Document passage |

<<<<

Self-Evolving Reward Learning aligns LLMs with less human feedback

November 18, 2024

2 Views

SaveSavedRemoved 0

Self-Evolving Reward Learning aligns LLMs with less human feedback

self-repairing robot — Image generated with Bing Image Creator

This article is part of our coverage of the latest in AI research.

Researchers from Fudan University, Peking University, and Microsoft have introduced Self-Evolved Reward Learning (SER), a technique that reduces the need for human-labeled data during alignment training of large language models (LLMs).

Alignment is a very important stage of creating LLMs. It enables the models to follow complex instructions and human preferences. The classic way to do this is through reinforcement Learning from Human Feedback (RLHF). RLHF involves training a reward model (RM) that learns to distinguish between good and bad responses generated by an LLM. The RM is then used to guide the LLM’s training through reinforcement learning, encouraging it to generate outputs that align with human preferences.

Classic RLHF techniques approaches require large amounts of high-quality human-labeled preference data, which can be a major bottleneck for improving the performance of LLMs.

Reinforcement Learning from AI Feedback (RLAIF) is a set of more recent techniques that reduce dependence on human-labeled data by using AI models to train the reward model. However, these methods assume that the model is capable of delivering high-quality and varied results or may require even stronger LLMs to provide effective feedback.

Recent studies show that, given their sheer training data, LLMs can serve as world models that can reason about actions and events. Self-Evolved Reward Learning uses the LLM’s world model abilities to generate its training data. The LLM can use this capability to evaluate and provide feedback on its own generated responses, effectively acting as its own reward model.

In SER, the process starts by training an initial RM with a small amount of human-annotated data. This “seed RM” provides a basic understanding of what constitutes good and bad responses. The RM is then used to generate feedback on a larger unlabeled dataset. These self-labeled examples are then used to retrain and improve the RM. This iterative “feedback-then-train” loop allows the RM to self-evolve, gradually refining its ability to distinguish between high-quality and low-quality responses.

Self-evolving reward modeling (source: arXiv)

However, the process is not straightforward and can result in diminishing returns or degraded performance as the iterations continue. To overcome this limitation, the researchers introduced data filtering techniques that change over stages of the RM training. In each stage, they analyze the learning status of the RM and identify high-confidence self-labeled examples. This filtered data is then used for more efficient and robust RM training.

Finally, the improved RM is used to guide the LLM’s training through reinforcement learning. “By employing this self-evolved reward learning process, where the RM continually learns from its own feedback, we reduce dependency on large human-labeled data while maintaining, or even improving, the model’s performance,” the researchers write.

>>>>

Requirement | Write out everything from "Alignment is a" down to "performance of LLMs." in the article on self-evolved reward learning, word for word.

Dataset extract |
<<<<

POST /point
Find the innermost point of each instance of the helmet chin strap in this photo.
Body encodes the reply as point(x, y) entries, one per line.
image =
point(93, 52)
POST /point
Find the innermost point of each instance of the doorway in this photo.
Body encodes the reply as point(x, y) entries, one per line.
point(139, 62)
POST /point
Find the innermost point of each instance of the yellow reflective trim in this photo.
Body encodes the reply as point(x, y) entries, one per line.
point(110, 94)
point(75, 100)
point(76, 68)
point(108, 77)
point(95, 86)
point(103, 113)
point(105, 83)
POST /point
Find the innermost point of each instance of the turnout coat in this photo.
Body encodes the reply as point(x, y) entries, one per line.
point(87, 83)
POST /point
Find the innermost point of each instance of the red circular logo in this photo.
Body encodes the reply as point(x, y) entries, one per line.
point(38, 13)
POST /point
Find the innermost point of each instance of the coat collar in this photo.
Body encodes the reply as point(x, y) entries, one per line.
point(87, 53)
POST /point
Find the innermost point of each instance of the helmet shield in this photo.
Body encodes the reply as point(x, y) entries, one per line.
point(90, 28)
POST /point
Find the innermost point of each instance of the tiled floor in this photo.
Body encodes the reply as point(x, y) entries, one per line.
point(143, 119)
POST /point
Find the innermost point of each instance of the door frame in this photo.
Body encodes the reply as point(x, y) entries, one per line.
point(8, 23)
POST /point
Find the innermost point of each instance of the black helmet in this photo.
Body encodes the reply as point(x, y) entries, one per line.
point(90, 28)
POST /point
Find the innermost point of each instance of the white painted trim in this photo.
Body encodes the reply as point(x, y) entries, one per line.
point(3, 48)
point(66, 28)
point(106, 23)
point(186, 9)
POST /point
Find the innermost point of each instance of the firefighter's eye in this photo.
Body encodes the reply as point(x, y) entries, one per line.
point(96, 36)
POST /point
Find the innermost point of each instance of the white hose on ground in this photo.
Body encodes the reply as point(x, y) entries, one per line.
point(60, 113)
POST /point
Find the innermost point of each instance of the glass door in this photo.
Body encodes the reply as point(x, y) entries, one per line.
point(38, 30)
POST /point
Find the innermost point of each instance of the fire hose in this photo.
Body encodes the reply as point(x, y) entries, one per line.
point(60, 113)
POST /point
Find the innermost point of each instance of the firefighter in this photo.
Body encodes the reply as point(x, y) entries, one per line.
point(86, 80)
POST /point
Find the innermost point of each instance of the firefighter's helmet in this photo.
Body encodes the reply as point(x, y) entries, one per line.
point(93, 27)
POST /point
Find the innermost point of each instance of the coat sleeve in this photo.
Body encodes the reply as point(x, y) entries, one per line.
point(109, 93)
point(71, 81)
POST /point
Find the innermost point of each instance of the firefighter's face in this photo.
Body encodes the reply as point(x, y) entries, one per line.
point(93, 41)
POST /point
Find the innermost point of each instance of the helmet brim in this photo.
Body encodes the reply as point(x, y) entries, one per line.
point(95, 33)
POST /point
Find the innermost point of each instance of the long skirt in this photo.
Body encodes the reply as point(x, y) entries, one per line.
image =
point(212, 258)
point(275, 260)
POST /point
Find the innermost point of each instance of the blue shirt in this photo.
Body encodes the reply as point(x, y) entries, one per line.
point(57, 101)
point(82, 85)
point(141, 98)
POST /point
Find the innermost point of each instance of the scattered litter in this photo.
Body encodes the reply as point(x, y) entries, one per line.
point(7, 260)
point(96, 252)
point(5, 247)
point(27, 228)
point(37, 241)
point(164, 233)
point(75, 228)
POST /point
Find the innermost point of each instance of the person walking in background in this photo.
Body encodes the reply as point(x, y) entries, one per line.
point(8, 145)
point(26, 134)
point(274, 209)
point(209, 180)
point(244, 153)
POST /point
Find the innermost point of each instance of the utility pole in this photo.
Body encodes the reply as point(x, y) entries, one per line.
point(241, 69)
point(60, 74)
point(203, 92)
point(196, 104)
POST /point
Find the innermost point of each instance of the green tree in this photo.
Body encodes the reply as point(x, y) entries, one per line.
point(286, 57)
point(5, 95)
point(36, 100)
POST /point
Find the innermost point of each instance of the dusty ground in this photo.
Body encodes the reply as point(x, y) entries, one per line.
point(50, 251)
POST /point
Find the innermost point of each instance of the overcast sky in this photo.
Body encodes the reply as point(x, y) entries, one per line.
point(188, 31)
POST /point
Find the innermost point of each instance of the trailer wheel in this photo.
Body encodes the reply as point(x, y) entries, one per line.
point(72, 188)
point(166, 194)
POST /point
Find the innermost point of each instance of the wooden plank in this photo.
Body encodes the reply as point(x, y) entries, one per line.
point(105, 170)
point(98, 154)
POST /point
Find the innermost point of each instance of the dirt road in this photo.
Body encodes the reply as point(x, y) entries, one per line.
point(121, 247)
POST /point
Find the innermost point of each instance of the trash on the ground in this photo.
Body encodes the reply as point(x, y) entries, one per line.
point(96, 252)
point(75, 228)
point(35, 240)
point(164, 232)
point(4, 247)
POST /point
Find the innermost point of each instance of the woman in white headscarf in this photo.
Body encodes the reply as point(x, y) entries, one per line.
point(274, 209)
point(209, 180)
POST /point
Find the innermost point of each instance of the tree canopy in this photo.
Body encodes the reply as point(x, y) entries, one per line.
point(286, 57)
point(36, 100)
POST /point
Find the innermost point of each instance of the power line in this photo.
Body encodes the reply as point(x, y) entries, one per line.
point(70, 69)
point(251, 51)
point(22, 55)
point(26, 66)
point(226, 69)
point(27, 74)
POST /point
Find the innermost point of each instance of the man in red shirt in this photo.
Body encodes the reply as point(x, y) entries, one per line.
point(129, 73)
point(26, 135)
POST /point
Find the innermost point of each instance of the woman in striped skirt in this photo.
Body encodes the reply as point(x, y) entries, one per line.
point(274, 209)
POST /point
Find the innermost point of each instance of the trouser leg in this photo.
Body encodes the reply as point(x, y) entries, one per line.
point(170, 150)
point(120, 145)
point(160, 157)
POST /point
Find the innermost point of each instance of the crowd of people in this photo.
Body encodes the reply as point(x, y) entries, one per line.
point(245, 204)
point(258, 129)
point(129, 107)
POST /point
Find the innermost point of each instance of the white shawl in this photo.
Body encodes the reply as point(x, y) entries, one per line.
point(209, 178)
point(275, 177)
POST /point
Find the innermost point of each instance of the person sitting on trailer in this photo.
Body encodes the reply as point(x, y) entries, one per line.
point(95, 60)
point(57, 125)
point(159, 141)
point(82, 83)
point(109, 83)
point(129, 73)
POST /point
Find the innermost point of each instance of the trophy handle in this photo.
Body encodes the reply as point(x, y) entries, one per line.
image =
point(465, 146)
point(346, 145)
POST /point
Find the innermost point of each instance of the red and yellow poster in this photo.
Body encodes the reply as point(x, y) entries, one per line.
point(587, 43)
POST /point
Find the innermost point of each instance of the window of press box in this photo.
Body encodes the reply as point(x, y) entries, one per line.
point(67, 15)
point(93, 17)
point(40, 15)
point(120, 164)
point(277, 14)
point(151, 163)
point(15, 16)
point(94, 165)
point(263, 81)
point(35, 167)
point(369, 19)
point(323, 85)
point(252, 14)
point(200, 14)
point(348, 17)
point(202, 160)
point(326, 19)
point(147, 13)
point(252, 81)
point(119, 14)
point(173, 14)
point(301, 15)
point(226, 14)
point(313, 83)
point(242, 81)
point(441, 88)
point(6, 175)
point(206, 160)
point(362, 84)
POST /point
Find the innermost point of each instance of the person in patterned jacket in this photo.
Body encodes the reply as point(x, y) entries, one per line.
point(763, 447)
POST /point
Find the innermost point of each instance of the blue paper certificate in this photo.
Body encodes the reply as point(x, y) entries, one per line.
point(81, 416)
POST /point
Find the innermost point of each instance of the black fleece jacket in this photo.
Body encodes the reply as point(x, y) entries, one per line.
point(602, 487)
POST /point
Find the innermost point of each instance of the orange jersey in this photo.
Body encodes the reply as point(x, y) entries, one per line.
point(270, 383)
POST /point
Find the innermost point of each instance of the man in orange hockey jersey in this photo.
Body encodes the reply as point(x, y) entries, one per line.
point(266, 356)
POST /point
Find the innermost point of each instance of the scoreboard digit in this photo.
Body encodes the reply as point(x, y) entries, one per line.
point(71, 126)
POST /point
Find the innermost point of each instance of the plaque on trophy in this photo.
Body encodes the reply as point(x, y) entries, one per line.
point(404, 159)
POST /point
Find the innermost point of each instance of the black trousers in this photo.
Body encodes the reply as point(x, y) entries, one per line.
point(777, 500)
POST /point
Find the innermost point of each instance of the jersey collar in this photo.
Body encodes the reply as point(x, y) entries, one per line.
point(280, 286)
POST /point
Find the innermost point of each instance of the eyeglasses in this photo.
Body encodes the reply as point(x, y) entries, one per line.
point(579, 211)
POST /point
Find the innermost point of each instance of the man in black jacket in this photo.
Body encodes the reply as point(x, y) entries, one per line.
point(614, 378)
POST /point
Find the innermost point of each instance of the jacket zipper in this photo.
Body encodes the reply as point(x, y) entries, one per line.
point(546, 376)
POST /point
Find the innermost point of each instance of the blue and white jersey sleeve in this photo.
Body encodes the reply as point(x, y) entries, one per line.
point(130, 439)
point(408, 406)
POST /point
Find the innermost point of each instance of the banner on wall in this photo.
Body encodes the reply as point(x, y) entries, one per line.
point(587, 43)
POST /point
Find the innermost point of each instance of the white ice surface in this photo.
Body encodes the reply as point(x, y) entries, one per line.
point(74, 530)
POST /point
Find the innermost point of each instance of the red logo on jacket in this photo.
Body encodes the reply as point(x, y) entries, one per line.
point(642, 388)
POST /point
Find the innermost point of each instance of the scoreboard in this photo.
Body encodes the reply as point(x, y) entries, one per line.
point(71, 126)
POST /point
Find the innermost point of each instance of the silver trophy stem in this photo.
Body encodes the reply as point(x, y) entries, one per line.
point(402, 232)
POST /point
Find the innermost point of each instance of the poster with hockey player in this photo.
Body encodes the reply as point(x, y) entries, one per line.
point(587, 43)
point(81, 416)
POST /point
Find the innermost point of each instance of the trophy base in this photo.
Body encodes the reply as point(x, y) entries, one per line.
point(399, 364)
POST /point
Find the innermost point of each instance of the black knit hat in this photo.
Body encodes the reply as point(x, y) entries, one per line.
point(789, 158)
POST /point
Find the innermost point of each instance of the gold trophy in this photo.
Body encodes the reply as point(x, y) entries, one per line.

>>>>

Answer box |
Alignment is a very important stage of creating LLMs. It enables the models to follow complex instructions and human preferences. The classic way to do this is through reinforcement Learning from Human Feedback (RLHF). RLHF involves training a reward model (RM) that learns to distinguish between good and bad responses generated by an LLM. The RM is then used to guide the LLM’s training through reinforcement learning, encouraging it to generate outputs that align with human preferences.

Classic RLHF techniques approaches require large amounts of high-quality human-labeled preference data, which can be a major bottleneck for improving the performance of LLMs.